● YOUR TASKS
1: Write out every number that appears in digits in the game review below.
2: Extend the review of the Won by the Sword board game below, picking up right after its last sentence.

● DOCUMENT EXCERPT
★ ★ ★ ★ ★ ★ ★
Saturday, 8 April 2017

Quick Looks: Won by the Sword

Won by the Sword went down like Fat Man over Nagasaki on most wargame forums when released by GMT back in 2014. Lots of misprints on the components and errors in the rules gave it a bad rep to such an extent that GMT decided to bail it out with a patch. James and I have played a couple of games reworked version, it still rides like a bike with two missing gears but its probably the most innovative and insightful design to hit the scene in the past 10 years.


The rules; they work fine for the most part, James is clearer on the gaps than me, he reads them, I'm the opponent. What I will say is that they work if you can put the daddy pants on and make common sense decisions to fill any minor gaps.
★ ★ ★ ★ ★ ★ ★
● DATASET ROWS

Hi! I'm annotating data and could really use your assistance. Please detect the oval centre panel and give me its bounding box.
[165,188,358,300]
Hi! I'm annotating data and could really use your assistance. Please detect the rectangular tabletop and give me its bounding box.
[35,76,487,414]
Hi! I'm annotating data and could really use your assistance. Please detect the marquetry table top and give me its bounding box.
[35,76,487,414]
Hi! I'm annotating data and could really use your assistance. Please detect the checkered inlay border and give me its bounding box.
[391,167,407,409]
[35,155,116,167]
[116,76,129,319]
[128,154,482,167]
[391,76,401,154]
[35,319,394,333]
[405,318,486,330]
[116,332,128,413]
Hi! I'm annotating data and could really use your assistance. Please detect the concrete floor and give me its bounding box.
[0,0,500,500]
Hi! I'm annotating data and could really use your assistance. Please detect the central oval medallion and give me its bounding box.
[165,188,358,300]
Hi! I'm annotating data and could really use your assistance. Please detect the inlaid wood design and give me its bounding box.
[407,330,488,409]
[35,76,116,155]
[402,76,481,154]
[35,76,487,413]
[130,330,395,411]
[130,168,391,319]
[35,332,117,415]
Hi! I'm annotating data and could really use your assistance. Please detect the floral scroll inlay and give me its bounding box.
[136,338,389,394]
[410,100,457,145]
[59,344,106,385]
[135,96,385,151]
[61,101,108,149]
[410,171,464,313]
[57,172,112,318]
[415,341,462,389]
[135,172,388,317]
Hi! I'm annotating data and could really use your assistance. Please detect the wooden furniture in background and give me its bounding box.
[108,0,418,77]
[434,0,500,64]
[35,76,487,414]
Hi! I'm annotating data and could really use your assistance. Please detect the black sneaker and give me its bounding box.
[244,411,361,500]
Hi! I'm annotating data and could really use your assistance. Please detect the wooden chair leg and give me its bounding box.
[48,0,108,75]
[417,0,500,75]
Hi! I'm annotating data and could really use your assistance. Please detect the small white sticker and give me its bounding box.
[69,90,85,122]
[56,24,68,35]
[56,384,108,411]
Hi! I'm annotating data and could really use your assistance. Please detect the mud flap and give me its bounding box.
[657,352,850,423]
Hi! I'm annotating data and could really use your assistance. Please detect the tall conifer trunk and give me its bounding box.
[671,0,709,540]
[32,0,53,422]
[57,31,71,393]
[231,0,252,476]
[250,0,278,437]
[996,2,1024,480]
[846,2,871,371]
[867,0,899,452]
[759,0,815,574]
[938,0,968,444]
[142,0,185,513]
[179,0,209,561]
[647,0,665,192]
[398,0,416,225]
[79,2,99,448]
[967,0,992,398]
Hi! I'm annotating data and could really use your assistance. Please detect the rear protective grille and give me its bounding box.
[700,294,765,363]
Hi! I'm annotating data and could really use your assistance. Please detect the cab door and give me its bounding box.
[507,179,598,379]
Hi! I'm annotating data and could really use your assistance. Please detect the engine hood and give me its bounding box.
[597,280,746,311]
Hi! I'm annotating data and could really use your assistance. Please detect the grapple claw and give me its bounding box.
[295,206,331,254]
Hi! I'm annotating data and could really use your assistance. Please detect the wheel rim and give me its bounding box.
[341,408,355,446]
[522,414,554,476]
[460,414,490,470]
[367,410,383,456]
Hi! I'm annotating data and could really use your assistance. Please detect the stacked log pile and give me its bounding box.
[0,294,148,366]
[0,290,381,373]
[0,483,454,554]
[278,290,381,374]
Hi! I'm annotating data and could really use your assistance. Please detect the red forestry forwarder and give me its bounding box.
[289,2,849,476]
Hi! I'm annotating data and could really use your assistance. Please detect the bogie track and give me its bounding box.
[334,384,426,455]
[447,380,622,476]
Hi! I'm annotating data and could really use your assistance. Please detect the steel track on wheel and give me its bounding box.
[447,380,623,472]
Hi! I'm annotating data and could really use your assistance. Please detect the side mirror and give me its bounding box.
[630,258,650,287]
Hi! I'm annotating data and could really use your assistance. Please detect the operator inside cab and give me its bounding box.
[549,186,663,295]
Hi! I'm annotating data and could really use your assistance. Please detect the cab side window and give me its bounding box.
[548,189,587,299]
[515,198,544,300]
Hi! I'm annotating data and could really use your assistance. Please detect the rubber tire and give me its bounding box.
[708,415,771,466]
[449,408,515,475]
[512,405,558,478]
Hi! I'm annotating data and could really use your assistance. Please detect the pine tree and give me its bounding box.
★ ★ ★ ★ ★ ★ ★
● ANSWERS BY TASK
1: 8, 2017, 2014, 10

2:
Forage; Some games are about movement, some about concentration of fire, some moral, others unit composition, some bluff or even supply routes. Won by the Sword is about burning peoples villages and taking all their food, mostly just to stop your opponent doing it. This is the 30 years war, armies are big and supply chains  are poor, so armies ravage southern Germany for food and booty. Each turn end every army has to consume a certain amount of forage tokens or take corresponding losses, equally large moves or deploying for battle all costs forage. Forage is generated by scourging the land. What this leads to is strategic deprivation of your opponents likely objectives and cat and mouse with the balance of your force. In English what I mean is this; You want to try and burn the areas your opponent is likely to go, even if they are your own country, and you want to split your forces up to maximize foraging but with out getting caught in a battle. Concentration of force is a big deal here.

At the most basic level this is a game where each player has 1-5 armies and has a set of target cities to take. The siege, combat and CDG elements of the game are all slick and well thought through. It's the forage that makes the game really something though. It leads to double think, moral ambiguity (a great feature in any game) and high tension gambits. Armies are made up of dozens of counters on display hidden behind a screen, as such you don't know who has run out of food, and how large a force really is until you drag it into battle.

Book I borrowed off Pete on fortress design in this era

The only major downside is the scenarios. They are fine, but they all boil down to start your armies here and take these cities. They feel rather samey given how easy it is to traverse the map. 

In many respects its a shame this system had such bad teething issues as this could the first game in a fantastic series. Who knows perhaps Ben Hull will come back to it.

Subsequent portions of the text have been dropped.